Excerpted text:
******************************

Professor Steven Wernke's groundbreaking archaeological mapping project has secured its most substantial funding yet: a $625,000 grant from the National Science Foundation. Using satellite imagery and artificial intelligence, Wernke and his team are mapping archaeological sites across the Andes Mountain Range to build a detailed inventory that will improve our understanding of Andean settlement systems and human-modified landscapes.
"Until now, even the largest field-based archaeological surveys-efforts taking over a decade-have covered areas roughly the size of a couple of counties," Wernke explained. "While archaeologists excel at detailed mapping and understanding small-scale contexts, we've lacked comprehensive data on the regional distribution of archaeological sites-and that has limited our understanding. We finally have the tools we need to better understand broader patterns of human settlement and land use."
This latest award builds upon the project's previous successes, which were fueled by two earlier investments. In 2022, Wernke's team received a Scaling Success grant from the university's Office of the Vice Provost for Research and Innovation.
"I am so grateful for the support of University Vice Provost for Research and Innovation Padma Raghavan and her Scaling Success program," Wernke said. "I honestly don't think I could have developed these projects and had success with the NEH and NSF grants so quickly without that support."

******************************

Exercise data:
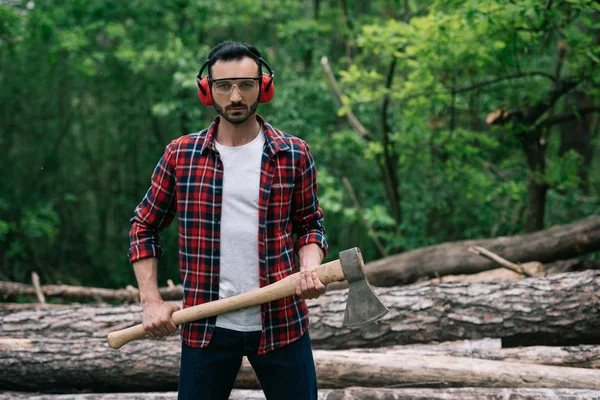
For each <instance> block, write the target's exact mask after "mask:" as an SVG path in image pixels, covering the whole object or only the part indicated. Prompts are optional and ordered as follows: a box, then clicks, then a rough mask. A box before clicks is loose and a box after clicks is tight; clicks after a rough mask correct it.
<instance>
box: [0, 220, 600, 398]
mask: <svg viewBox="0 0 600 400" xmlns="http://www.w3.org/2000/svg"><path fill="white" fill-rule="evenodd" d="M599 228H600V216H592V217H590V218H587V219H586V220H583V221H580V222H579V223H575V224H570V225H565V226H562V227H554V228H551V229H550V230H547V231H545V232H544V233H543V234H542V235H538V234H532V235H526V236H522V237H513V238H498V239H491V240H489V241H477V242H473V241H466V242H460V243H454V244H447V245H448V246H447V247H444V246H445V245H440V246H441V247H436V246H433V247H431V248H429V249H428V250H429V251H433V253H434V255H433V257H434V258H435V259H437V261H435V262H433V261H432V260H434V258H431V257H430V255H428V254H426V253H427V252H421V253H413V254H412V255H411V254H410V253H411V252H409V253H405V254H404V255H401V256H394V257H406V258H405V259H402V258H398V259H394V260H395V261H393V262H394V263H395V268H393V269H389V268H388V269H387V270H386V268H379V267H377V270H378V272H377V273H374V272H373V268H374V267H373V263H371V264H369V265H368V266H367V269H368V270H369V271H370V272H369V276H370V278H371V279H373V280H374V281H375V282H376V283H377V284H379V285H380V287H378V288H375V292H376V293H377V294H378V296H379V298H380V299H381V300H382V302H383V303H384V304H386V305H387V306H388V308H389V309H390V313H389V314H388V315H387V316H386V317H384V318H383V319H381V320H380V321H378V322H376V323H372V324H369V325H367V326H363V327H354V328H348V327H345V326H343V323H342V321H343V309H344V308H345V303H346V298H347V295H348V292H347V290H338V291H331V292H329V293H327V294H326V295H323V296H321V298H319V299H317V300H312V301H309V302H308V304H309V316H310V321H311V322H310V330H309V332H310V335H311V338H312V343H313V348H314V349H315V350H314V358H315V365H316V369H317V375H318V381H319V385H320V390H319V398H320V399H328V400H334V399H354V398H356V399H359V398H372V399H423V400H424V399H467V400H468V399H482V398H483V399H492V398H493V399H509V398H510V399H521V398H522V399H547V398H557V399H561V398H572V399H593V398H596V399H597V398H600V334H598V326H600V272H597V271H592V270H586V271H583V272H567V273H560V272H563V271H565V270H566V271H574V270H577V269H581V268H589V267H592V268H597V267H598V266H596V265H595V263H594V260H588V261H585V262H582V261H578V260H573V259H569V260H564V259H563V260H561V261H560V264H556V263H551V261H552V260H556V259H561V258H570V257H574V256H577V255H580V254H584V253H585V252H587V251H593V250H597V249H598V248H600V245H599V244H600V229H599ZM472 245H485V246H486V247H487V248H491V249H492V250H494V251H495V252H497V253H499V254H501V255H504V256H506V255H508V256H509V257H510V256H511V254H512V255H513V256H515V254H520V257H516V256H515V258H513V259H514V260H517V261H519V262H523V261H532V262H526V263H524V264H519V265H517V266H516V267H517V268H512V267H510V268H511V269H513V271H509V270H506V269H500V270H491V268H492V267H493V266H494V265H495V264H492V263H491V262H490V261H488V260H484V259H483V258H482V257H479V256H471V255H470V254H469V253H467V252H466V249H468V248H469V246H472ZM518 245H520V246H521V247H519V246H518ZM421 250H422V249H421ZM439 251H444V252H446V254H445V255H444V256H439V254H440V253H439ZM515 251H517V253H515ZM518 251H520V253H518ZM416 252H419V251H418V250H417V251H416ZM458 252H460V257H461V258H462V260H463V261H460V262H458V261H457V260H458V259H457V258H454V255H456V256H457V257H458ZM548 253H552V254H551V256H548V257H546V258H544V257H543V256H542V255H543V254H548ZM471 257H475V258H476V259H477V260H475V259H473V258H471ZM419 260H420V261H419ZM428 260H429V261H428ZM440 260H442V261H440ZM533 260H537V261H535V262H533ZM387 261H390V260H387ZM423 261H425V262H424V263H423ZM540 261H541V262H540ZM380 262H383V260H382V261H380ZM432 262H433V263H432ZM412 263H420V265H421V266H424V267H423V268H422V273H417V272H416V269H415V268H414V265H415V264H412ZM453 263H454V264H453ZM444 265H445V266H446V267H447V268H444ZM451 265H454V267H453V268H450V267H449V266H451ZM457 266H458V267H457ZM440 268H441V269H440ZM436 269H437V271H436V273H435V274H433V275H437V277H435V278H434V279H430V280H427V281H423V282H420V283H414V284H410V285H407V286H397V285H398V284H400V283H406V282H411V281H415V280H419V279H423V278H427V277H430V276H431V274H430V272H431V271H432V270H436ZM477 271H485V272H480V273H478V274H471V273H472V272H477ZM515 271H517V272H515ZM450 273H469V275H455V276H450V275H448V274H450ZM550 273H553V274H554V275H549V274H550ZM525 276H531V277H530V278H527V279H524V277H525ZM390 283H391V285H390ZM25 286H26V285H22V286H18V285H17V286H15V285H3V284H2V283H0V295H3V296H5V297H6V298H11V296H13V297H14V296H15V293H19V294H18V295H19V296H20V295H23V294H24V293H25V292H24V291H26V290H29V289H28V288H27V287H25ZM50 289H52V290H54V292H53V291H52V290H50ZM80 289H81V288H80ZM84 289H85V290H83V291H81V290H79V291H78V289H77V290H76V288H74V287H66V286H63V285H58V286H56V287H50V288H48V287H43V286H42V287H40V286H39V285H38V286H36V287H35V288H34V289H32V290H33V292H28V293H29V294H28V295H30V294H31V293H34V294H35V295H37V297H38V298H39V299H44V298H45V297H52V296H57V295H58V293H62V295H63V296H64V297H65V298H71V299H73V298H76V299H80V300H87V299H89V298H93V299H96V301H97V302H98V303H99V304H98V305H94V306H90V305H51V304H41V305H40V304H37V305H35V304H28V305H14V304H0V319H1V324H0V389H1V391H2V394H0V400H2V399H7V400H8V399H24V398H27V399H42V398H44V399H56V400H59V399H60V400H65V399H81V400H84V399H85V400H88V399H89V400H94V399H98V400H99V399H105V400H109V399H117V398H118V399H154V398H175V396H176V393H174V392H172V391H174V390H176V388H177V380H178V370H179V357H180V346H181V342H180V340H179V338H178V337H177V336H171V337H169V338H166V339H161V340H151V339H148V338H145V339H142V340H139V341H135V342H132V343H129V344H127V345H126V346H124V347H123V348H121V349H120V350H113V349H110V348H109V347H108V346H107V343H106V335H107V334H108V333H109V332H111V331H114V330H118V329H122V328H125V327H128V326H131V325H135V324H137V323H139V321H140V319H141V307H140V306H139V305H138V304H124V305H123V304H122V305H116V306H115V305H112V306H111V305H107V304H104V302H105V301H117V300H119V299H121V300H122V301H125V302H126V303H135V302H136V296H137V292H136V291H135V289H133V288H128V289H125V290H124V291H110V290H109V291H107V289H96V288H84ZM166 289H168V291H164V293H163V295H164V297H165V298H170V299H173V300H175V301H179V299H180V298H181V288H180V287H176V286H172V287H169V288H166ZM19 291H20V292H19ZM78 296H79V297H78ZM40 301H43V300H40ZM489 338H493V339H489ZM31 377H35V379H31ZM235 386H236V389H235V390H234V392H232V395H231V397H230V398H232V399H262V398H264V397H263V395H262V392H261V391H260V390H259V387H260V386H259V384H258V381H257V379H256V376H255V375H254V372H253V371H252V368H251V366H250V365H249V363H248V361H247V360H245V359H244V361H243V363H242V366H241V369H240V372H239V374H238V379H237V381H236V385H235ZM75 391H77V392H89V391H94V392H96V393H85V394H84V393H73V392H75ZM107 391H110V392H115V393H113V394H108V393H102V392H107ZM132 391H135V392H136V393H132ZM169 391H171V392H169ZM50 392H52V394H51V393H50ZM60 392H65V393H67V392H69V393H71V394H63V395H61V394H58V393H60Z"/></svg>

******************************

Copy the passage of the text on the Andes archaeological mapping grant from "Professor Steven Wernke's" up to and including "and human-modified landscapes.", keeping its wording and punctuation unchanged.

Professor Steven Wernke's groundbreaking archaeological mapping project has secured its most substantial funding yet: a $625,000 grant from the National Science Foundation. Using satellite imagery and artificial intelligence, Wernke and his team are mapping archaeological sites across the Andes Mountain Range to build a detailed inventory that will improve our understanding of Andean settlement systems and human-modified landscapes.